## Material
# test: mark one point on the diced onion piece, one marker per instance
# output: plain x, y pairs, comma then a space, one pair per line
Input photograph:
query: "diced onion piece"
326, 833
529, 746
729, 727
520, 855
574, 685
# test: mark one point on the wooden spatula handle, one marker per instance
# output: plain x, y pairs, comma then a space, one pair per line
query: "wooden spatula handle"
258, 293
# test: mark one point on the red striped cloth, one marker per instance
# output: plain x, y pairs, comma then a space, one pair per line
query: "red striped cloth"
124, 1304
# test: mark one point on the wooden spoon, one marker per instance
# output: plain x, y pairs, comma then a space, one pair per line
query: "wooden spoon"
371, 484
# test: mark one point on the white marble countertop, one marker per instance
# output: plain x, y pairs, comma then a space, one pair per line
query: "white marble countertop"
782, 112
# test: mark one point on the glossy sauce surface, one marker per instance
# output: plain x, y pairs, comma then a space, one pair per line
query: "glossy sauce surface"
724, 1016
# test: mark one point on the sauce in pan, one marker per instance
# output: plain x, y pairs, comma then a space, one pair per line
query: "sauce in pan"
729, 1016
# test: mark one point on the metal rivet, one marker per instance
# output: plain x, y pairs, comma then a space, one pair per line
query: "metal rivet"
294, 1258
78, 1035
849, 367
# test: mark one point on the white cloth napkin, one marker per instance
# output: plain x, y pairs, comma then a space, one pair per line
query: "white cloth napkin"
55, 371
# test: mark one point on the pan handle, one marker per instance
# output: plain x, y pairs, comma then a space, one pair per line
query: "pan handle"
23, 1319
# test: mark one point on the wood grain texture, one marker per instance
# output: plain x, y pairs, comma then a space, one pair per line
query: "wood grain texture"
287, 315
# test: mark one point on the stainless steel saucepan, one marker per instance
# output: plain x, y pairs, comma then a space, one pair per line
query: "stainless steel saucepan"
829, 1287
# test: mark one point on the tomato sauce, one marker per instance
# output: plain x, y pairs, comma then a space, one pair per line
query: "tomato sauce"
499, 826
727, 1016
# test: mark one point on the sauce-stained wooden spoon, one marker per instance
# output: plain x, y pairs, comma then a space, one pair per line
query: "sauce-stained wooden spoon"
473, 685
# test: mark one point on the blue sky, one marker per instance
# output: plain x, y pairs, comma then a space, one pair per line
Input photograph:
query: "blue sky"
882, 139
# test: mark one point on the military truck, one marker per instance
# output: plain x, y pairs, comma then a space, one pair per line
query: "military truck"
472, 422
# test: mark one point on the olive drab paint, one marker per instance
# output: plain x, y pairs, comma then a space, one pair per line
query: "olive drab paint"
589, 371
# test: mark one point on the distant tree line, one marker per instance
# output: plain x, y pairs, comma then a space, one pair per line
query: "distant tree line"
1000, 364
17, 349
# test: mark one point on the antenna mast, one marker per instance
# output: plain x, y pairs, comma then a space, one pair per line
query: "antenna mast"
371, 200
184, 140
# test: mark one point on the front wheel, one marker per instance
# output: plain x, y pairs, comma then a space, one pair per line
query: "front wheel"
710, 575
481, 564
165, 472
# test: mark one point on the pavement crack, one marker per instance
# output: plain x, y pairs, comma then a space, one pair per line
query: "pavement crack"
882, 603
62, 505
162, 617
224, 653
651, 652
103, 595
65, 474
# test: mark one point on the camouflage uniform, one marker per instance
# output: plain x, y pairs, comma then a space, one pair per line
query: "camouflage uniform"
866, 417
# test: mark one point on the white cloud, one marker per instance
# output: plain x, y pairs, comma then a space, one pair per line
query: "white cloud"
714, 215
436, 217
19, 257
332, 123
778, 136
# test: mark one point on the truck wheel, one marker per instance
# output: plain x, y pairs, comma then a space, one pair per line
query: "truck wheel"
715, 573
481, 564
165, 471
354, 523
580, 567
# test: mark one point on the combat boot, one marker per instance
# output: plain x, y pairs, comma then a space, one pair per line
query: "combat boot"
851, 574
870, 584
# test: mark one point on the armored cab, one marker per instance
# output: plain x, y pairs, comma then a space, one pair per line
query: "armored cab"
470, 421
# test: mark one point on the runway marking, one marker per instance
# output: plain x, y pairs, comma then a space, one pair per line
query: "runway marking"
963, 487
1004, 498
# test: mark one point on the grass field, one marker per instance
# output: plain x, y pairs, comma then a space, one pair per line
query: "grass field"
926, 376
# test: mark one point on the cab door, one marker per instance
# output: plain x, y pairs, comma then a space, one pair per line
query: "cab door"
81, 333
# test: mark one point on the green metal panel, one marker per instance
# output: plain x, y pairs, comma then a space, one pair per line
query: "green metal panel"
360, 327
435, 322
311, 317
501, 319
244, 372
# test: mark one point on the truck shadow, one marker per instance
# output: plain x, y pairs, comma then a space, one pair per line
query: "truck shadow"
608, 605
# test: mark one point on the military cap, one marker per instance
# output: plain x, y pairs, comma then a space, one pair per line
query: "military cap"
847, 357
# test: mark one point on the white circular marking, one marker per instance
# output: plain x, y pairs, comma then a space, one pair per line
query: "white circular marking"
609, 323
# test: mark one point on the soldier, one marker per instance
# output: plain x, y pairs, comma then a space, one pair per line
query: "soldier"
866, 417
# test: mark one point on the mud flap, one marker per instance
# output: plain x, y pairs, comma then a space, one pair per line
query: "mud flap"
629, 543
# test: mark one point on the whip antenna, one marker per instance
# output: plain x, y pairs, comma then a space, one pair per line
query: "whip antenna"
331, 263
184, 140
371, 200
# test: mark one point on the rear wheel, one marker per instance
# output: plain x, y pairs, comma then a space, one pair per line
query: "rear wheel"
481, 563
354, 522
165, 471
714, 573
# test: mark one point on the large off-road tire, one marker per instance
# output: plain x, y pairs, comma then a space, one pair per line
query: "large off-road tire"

## Task to complete
Write out all of the records above again, line for line, with every word, number and mark left unchanged.

## Written answer
# test: mark one point on the diced onion piece, one marker per instance
# output: plain x, y pairs, comma then a space, one pair per line
Input photograph:
query: "diced onion piece"
326, 833
529, 746
729, 727
520, 855
574, 685
# test: mark one point on the wooden spatula handle, one marker per instance
# output: plain x, y pairs, comma then a space, one pair per line
query: "wooden spatula handle"
258, 293
# test: mark one point on the red striped cloth, one marker per instance
# output: plain x, y pairs, comma then a space, one pair per line
query: "red striped cloth"
124, 1304
# test: mark one point on the wooden spoon, one marker per instance
# output: plain x, y pairs, comma then a space, one pair per line
query: "wooden spoon"
371, 484
# test: mark one point on the white marble countertop, one marker per instance
# output: plain x, y pairs, comma then a space, one pair per line
query: "white marble countertop"
782, 112
# test: mark one point on the glossy sauce surface, one marker per instance
# output: plain x, y pairs, comma then a space, one pair per line
query: "glossy sauce surface"
724, 1016
# test: mark one point on the sauce in pan, one marker per instance
# output: plain x, y pairs, comma then a space, one pair per line
query: "sauce in pan"
729, 1016
# test: mark one point on the metal rivet, one marker per instance
# output: plain x, y pairs, comma then a space, one pair per line
query: "metal rivet"
294, 1258
78, 1035
849, 367
# test: mark one point on the white cloth napkin, one marker per instance
# output: plain x, y pairs, comma then a space, one pair per line
query: "white cloth napkin"
55, 371
# test: mark one point on the pan handle, one marker per instance
# output: plain x, y pairs, comma then a space, one pair per line
query: "pan handle"
23, 1319
# test: mark one point on the wood grain texture, one marker per instance
# output: plain x, y pairs, comma then a space, one pair per line
query: "wood grain texture"
287, 315
# test: mark one point on the stainless steel saucepan, one marker per instance
# output: plain x, y pairs, comma then a space, one pair per line
query: "stainless steel saucepan"
829, 1287
# test: mark one point on the tomato sauce, one marker per instance
# output: plain x, y pairs, comma then a space, one pair per line
query: "tomato sauce"
499, 826
727, 1016
# test: mark one point on the sauce-stained wooden spoon, one marker per instance
# output: plain x, y pairs, comma then a space, one pair per line
query: "sauce-stained wooden spoon"
473, 685
# test: mark one point on the blue sky, one marker per instance
# output: plain x, y pairs, comma then a space, one pair per line
Input photograph:
query: "blue sky"
882, 139
# test: mark one point on the military truck, one marker per instance
# output: plain x, y pairs, comma then a space, one pair per line
query: "military truck"
472, 422
# test: mark one point on the olive drab paint, one marker per instance
# output: plain x, y pairs, comma then a space, one pair per line
query: "olive drab paint"
589, 371
# test: mark one point on the distant tree line, one marker per instance
# output: plain x, y pairs, comma then a space, one pair per line
query: "distant tree line"
1000, 364
17, 349
# test: mark one point on the antenna mast, one marker per instance
# output: plain x, y pairs, comma then a space, one pair per line
query: "antenna mast"
371, 200
184, 140
# test: mark one point on the front wheel, one marker per instance
# output: plain x, y pairs, comma then a space, one pair per line
query: "front wheel"
710, 575
481, 564
165, 472
# test: mark one point on the pavement crack, one marker per instance
# output: plain x, y pairs, comma then a space, one pair per line
query: "pavement crack"
882, 603
62, 505
162, 617
224, 653
651, 652
103, 595
65, 474
# test: mark one point on the camouflage uniform, one marker per instance
# output: plain x, y pairs, comma then a space, one pair per line
query: "camouflage uniform"
866, 417
# test: mark one point on the white cloud, one marker per instance
# output: plain x, y pairs, comma then a space, one pair per line
query: "white cloud"
714, 215
436, 217
19, 257
332, 123
778, 136
# test: mark one point on the truck wheel, one marker per instance
# output: plain x, y pairs, comma then a space, one pair per line
query: "truck wheel"
715, 573
481, 564
165, 471
354, 523
580, 567
# test: mark one point on the combat boot, one marker per instance
# output: plain x, y pairs, comma then a space, one pair per line
query: "combat boot"
851, 574
870, 584
# test: mark one point on the armored cab, one marker per instance
# output: plain x, y pairs, comma then a space, one pair per line
query: "armored cab"
470, 421
# test: mark one point on the runway marking, one marker per instance
# output: plain x, y pairs, comma then a space, one pair per line
query: "runway marking"
963, 487
1004, 498
# test: mark one point on the grass field, one marker per instance
# output: plain x, y pairs, comma then a space, one pair per line
query: "grass field"
926, 376
# test: mark one point on the cab door, one marker per instance
# output: plain x, y pairs, comma then a space, one pair per line
query: "cab door"
81, 333
# test: mark one point on the green metal panel, one marker per instance
# output: plain x, y pairs, comma then a space, one pair per line
query: "green metal panel"
360, 327
435, 322
311, 317
501, 319
244, 372
# test: mark one point on the truck shadow, one marker per instance
# output: plain x, y pairs, comma then a space, one pair per line
query: "truck shadow"
608, 605
# test: mark one point on the military cap, one marker per instance
# output: plain x, y pairs, comma then a space, one pair per line
query: "military cap"
847, 357
# test: mark one point on the white circular marking, one marker per instance
# output: plain x, y pairs, comma then a space, one pair per line
query: "white circular marking"
609, 323
# test: mark one point on the soldier, one marker per instance
# output: plain x, y pairs, comma then a space, one pair per line
query: "soldier"
866, 417
# test: mark one point on the mud flap, one marker per instance
# output: plain x, y pairs, comma then a space, one pair per line
query: "mud flap"
629, 543
# test: mark one point on the whip antenna, one marker per instance
# output: plain x, y pairs, comma then a space, one pair per line
query: "whip antenna"
331, 263
184, 140
371, 200
# test: mark one point on the rear wheel, one marker per instance
# output: plain x, y pairs, comma then a space, one pair per line
query: "rear wheel"
481, 563
354, 522
165, 471
714, 573
# test: mark one point on the large off-road tire, one marker per instance
# output: plain x, y pairs, comma then a space, one pair per line
query: "large off-road tire"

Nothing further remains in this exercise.